**Excerpted passage**:
● ● ● ● ● ● ●

Why is "i" variable getting incremented twice in my program?
I modified the question but why is the output different. shouldn't it be same?.?
Code :-
#include<stdio.h>
#define MAX(x,y) (x)>(y)?(x):(y)
void main(void)
{
int i = 10;
int j = 5;
int k = 0;
k == MAX(i++, ++j);
printf("%d %d %d",i,j,k);
}
Output :- 11 7 0
Shouldnt the output be 12 6 0
Use braces around your macro definitions:
#define MAX(x,y) ( (x)>(y)?(x):(y) )
The expanded expression (with the original macro definition)
k == (i++)>(++j)?(i++):(++j);
groups as
(k == i++ > ++j) ? i++ : ++j;
i++ > ++j evaluates to 1, which is unequal to k (k is 0), so the third operand of ?: (++j) is evaluated. So, i is incremented once, j twice, and k wasn’t changed since its initialization, hence your output.
The problem is that the macro expands into this:
k == i++ > ++j ? i++ : ++j;
Operator precedence dictates that > has higher prio than == which has higher prio than ?: So the above is equivalent to this:
(k == (i++ > ++j)) ? i++ : ++j;
i++ and ++j are executed first. Since i++ > j++ gets evaluated to true (1), we get this:
(k == 1) ? i++ : ++j;
Then since k is 0, k == 1 is evaluated to false (0). We get:
0 ? i++ : ++j;
And therefore ++j is executed once more.

● ● ● ● ● ● ●

**Record excerpts**:
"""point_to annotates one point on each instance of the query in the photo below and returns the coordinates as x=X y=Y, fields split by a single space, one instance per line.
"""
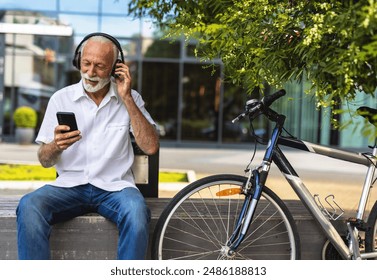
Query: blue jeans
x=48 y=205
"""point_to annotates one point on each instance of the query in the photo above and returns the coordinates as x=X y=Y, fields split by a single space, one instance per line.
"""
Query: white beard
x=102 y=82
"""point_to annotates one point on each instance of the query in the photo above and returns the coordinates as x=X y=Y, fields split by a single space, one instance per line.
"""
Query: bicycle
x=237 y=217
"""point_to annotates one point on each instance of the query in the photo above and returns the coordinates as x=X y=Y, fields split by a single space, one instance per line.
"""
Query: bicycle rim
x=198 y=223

● ● ● ● ● ● ●

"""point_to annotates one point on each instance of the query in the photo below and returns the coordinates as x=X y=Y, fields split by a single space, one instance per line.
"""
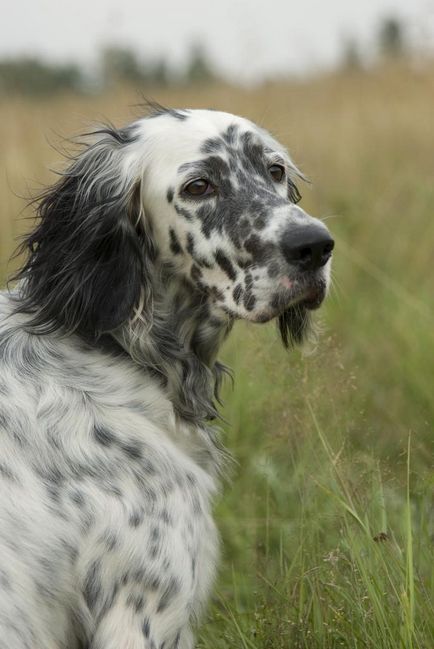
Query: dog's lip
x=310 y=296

● ● ● ● ● ● ●

**Exercises**:
a) Write out the passage of the thread on the MAX macro from "I modified the" to "void main(void)", unchanged.
b) In the thread on the MAX macro, what does the first reply say to put around macro definitions?
Nothing in the rows is needed here.

**Exercise solutions**:
a)
I modified the question but why is the output different. shouldn't it be same?.?
Code :-
#include<stdio.h>
#define MAX(x,y) (x)>(y)?(x):(y)
void main(void)

b) Braces.